• What is required: Within the records below, filter for lines carrying the word "rough" and copy them.

• Input data:
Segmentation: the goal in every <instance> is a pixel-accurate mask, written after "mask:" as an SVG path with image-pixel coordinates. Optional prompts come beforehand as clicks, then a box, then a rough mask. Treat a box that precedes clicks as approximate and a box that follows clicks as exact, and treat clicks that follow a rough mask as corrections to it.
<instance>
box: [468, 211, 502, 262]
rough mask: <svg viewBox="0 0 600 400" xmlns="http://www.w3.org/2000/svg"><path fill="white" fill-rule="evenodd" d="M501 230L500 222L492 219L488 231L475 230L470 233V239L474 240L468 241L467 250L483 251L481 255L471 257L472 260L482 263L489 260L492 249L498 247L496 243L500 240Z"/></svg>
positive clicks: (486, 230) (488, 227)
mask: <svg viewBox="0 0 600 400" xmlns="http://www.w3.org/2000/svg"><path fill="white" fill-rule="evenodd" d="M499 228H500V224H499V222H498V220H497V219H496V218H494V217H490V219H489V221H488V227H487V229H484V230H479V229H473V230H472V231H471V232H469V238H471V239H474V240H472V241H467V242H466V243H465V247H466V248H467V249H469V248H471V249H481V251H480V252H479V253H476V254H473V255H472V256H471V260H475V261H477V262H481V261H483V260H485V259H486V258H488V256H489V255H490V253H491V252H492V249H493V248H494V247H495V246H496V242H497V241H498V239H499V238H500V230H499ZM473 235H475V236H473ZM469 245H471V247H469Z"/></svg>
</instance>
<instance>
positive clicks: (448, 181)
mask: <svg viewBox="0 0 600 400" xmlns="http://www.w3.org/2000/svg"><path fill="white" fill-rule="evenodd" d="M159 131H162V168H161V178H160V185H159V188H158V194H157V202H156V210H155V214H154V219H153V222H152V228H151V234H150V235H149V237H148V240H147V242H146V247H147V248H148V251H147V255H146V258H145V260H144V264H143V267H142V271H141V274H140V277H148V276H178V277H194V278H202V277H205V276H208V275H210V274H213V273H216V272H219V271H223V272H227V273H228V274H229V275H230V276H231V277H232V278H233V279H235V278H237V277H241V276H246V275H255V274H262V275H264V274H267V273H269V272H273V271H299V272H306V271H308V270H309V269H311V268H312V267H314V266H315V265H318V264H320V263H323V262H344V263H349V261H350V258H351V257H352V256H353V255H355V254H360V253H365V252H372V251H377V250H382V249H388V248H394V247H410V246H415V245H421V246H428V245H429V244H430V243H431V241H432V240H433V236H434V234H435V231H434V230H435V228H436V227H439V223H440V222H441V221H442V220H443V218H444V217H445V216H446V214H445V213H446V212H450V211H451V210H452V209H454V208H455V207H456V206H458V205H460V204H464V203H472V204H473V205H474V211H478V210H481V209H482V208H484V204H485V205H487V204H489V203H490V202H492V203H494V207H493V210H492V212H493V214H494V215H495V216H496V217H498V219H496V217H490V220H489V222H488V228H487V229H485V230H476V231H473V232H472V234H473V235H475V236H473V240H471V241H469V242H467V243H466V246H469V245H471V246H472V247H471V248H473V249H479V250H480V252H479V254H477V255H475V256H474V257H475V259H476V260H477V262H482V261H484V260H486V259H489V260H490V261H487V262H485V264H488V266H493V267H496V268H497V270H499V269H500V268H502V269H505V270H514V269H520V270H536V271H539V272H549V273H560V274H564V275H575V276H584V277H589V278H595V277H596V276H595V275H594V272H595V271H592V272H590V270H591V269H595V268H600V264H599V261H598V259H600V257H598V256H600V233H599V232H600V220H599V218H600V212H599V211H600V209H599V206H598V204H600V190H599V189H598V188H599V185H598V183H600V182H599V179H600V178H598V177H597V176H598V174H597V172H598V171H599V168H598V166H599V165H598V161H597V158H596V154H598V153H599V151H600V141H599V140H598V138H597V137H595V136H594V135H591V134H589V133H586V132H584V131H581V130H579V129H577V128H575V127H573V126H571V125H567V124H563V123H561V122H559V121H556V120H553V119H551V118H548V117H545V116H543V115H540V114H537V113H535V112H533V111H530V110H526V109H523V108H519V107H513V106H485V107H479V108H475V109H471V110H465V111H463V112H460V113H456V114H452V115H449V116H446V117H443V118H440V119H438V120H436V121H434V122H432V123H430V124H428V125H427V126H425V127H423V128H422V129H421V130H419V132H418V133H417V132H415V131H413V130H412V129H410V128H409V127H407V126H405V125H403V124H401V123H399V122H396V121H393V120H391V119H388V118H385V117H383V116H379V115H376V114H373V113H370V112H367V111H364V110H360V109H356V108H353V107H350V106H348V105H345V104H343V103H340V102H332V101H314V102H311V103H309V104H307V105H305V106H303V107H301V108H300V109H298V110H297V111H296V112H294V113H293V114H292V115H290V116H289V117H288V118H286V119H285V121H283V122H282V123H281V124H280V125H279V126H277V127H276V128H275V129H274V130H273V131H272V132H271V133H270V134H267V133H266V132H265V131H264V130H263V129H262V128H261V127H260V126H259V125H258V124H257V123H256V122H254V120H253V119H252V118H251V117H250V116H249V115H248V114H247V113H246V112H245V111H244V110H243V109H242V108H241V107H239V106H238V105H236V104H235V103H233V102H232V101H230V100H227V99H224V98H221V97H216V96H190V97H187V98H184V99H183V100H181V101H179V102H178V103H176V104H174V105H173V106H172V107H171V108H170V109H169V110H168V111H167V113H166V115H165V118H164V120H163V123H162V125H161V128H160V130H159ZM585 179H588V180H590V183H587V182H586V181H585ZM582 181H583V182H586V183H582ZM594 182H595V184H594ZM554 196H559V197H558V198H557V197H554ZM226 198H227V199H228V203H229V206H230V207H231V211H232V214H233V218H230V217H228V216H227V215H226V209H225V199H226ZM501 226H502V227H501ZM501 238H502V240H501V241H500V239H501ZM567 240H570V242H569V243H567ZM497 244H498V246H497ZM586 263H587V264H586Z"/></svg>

• Answer to this exercise:
Segmentation: the goal in every <instance> is a pixel-accurate mask, written after "mask:" as an SVG path with image-pixel coordinates. Optional prompts come beforehand as clicks, then a box, then a rough mask. Treat a box that precedes clicks as approximate and a box that follows clicks as exact, and treat clicks that follow a rough mask as corrections to it.
rough mask: <svg viewBox="0 0 600 400" xmlns="http://www.w3.org/2000/svg"><path fill="white" fill-rule="evenodd" d="M501 230L500 222L492 219L488 231L475 230L470 233V239L474 240L468 241L467 250L483 251L481 255L471 257L472 260L482 263L489 260L492 249L498 247L496 243L500 240Z"/></svg>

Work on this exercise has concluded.